[[ The records open ]]
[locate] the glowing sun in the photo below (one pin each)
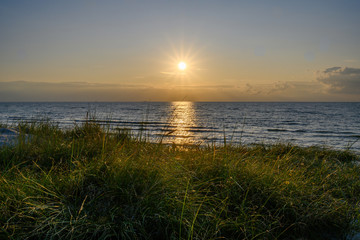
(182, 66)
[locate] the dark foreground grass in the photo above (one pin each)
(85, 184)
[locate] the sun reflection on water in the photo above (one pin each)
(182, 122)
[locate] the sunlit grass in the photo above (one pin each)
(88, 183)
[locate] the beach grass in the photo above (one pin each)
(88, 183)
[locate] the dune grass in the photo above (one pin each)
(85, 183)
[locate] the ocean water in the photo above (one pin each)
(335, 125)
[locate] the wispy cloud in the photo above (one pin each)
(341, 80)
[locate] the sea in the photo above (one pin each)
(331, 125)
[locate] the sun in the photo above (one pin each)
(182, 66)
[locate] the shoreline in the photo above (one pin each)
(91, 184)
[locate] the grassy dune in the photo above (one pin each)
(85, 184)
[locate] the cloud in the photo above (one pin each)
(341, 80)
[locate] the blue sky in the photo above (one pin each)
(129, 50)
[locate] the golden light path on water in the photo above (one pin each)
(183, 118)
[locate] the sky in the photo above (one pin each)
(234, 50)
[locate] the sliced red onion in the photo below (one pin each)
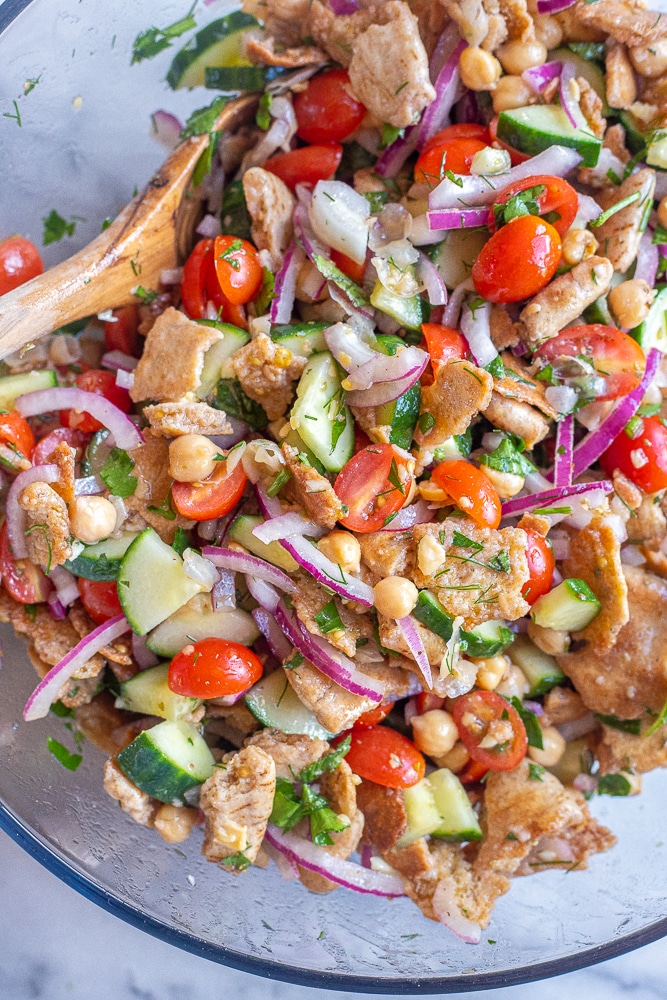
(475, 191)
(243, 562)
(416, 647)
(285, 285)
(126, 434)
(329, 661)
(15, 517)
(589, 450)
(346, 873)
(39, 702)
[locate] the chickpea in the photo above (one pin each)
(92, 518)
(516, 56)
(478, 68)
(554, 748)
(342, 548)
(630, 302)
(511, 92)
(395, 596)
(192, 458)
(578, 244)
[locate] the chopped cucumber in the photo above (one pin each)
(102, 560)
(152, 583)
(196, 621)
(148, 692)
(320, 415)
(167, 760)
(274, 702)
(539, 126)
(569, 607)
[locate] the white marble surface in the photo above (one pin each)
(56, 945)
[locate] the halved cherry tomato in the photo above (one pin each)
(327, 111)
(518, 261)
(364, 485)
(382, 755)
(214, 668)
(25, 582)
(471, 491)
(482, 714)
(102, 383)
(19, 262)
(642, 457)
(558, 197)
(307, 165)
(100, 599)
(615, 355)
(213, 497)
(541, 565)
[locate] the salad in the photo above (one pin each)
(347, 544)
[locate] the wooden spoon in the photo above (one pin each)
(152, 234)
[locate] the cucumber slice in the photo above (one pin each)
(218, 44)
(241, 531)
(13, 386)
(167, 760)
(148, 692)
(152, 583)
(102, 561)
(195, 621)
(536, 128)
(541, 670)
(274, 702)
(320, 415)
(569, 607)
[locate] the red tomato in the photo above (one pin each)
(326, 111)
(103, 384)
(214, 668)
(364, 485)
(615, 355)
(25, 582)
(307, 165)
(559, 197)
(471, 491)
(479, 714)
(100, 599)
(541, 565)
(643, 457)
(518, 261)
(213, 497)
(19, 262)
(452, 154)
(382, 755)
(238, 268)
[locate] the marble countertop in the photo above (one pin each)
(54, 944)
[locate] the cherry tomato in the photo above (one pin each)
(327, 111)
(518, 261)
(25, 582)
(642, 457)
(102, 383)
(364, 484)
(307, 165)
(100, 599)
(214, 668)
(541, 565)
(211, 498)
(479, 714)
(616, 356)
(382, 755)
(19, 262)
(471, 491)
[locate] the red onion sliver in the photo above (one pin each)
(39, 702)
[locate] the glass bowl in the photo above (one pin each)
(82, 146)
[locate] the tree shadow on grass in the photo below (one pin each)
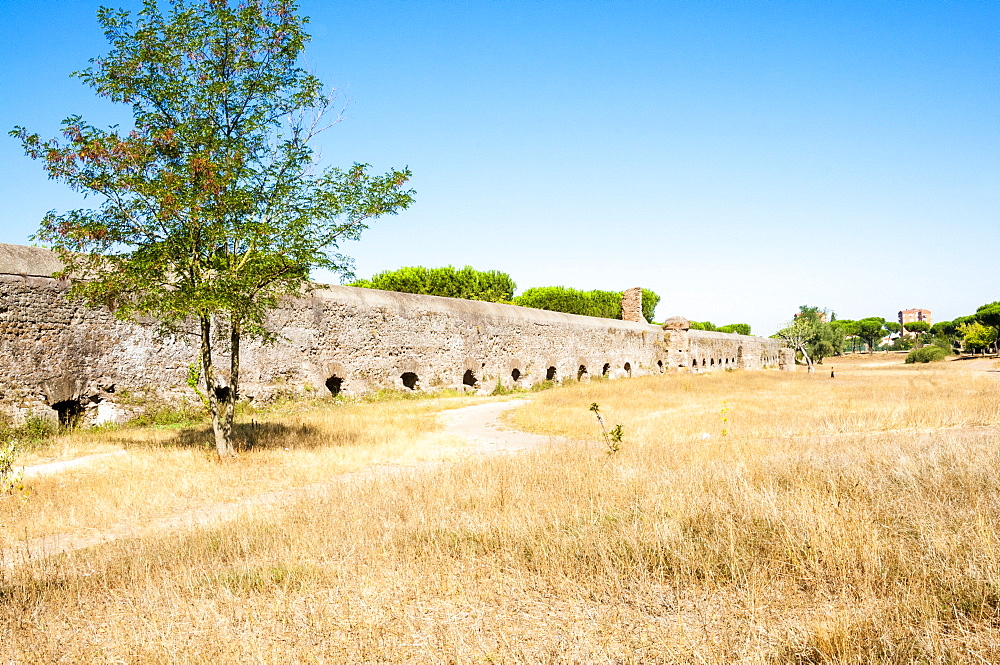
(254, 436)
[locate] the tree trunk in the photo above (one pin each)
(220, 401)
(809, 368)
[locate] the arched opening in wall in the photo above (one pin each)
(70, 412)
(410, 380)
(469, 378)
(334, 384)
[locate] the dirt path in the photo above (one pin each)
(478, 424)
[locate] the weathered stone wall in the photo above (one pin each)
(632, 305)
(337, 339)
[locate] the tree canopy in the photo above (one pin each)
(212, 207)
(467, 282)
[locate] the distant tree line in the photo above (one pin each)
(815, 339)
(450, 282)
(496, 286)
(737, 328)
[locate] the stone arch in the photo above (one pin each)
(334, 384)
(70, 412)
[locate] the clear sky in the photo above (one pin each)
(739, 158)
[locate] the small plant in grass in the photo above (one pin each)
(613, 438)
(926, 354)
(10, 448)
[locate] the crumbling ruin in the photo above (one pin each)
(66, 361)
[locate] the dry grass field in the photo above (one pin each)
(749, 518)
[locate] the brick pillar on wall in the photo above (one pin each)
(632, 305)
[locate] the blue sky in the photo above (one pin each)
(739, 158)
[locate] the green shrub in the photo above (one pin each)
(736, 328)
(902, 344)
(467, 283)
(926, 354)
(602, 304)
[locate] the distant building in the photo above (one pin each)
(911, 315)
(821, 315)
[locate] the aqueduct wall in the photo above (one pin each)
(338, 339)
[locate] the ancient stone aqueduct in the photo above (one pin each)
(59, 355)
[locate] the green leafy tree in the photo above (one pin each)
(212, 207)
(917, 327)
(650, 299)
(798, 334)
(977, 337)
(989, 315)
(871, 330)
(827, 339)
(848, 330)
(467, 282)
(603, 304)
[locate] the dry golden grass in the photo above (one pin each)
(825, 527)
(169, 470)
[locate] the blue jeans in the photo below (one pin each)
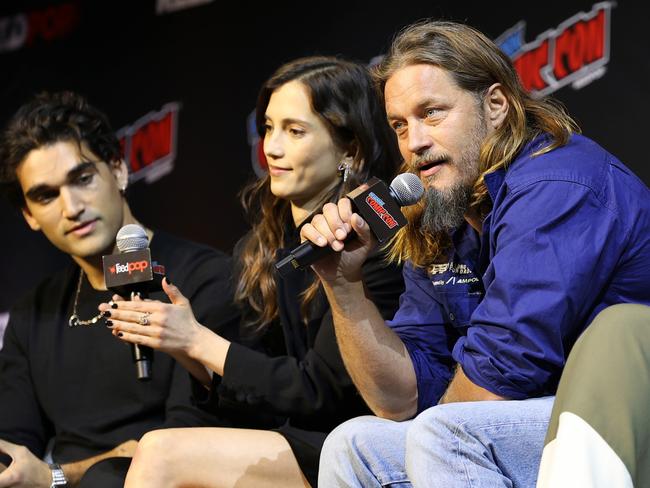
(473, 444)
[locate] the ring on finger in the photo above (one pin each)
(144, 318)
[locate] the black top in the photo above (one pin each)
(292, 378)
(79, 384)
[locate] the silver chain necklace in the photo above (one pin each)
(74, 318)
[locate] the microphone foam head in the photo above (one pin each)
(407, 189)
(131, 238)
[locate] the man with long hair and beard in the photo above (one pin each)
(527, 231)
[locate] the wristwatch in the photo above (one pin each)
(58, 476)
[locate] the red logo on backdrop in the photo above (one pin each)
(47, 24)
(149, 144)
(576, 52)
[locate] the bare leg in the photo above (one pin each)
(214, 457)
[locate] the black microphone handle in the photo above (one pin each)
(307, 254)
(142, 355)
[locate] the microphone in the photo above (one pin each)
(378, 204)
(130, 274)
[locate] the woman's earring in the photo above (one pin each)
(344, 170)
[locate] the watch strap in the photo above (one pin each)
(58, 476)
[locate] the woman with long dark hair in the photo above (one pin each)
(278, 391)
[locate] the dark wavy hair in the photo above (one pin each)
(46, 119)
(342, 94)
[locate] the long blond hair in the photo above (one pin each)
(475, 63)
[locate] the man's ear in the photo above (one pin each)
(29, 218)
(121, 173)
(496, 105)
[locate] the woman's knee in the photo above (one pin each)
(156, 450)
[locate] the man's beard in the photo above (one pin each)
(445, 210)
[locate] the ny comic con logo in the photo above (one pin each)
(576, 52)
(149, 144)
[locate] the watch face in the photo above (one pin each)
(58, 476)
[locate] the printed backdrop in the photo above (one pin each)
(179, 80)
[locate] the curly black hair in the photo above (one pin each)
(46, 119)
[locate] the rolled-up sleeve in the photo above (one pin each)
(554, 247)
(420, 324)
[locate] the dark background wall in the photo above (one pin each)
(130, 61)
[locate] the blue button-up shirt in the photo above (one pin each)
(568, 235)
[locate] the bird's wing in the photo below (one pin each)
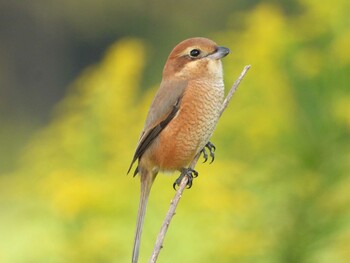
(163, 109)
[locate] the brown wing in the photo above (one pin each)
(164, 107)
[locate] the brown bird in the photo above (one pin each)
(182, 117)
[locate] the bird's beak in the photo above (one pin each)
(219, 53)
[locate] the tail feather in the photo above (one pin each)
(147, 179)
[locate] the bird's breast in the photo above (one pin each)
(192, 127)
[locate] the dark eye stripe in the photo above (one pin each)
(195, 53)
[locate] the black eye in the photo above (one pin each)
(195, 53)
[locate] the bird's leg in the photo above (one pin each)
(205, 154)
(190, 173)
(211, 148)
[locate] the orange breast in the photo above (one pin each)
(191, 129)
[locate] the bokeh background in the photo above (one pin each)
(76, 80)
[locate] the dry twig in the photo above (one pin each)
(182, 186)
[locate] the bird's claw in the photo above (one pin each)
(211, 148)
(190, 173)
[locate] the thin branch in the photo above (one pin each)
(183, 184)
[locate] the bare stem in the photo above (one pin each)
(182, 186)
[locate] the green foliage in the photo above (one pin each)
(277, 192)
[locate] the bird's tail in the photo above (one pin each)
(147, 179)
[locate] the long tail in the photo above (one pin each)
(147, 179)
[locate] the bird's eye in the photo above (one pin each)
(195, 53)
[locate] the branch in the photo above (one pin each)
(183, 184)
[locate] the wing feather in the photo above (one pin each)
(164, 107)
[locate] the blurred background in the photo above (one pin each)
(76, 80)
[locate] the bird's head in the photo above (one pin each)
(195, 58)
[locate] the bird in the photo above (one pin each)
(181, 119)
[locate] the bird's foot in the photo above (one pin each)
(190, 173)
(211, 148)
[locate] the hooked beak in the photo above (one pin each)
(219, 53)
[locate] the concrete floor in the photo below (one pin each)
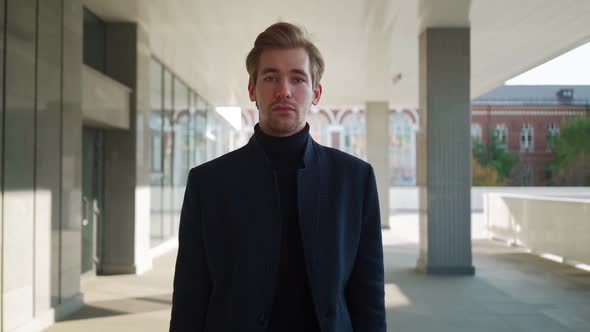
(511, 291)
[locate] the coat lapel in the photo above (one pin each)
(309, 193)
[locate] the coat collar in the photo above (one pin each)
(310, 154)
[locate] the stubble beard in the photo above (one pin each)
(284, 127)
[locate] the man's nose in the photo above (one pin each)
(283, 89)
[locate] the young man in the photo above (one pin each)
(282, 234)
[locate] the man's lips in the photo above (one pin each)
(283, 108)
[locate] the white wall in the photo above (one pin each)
[[ The records closed ]]
### Work to be completed
Reproduce the lines from the line containing "[locate] the orange" through the end of the records above, exactly and inclusively, omitting pictures.

### Task response
[locate] the orange breast in the photo above (one pin each)
(191, 129)
[locate] the bokeh background in the photo above (one pin each)
(76, 80)
[locate] the dry twig in the photo above (one pin each)
(182, 186)
[locate] the bird's claw in the photo above (one pin each)
(211, 148)
(190, 173)
[locate] the thin branch in the photo above (one pin each)
(183, 184)
[locate] the bare stem in the photo above (one pin each)
(182, 186)
[locate] the green foliage in the photo above (one pin each)
(277, 192)
[locate] the bird's tail in the photo above (one pin each)
(147, 179)
[locate] the long tail in the photo above (one pin each)
(147, 179)
[locate] the bird's eye in the photo above (one pin each)
(195, 53)
[locate] the branch in the photo above (one pin each)
(183, 184)
[locate] the wing feather in the photo above (one pin each)
(164, 107)
[locate] the blurred background in the photo above (one pin each)
(76, 80)
[locate] the bird's head in the photo above (one pin each)
(195, 58)
[locate] the bird in the photo above (one pin each)
(181, 119)
[locate] the bird's foot in the photo above (one pin each)
(190, 173)
(211, 148)
[locate] the hooked beak in the photo above (one pin each)
(219, 53)
[locate] the concrete floor in the photo below (one pin each)
(511, 291)
[locate] the coat lapel in the photo above (one pin each)
(309, 193)
[locate] the coat collar in the photo above (one pin each)
(310, 154)
[locate] the stubble beard in the photo above (one pin each)
(284, 127)
[locate] the man's nose in the photo above (one pin each)
(283, 89)
[locate] the young man in the photo above (one pin each)
(282, 234)
[locate] the man's lips in the photo above (one pin each)
(283, 108)
[locate] the white wall in the photo above (one pin each)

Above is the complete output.